DIRECTIONS FOR THIS TASK
What is asked for is the whole listing, given again word for word.

INPUT RECORDS
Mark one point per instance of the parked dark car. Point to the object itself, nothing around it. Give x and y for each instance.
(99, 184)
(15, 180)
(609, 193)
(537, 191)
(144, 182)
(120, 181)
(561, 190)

EXERCISE ANSWER
Mark one point per instance of the parked dark car. Point to the object itself, nothing around it. Give x and y for each instance.
(99, 184)
(15, 180)
(609, 193)
(537, 191)
(144, 182)
(120, 181)
(561, 190)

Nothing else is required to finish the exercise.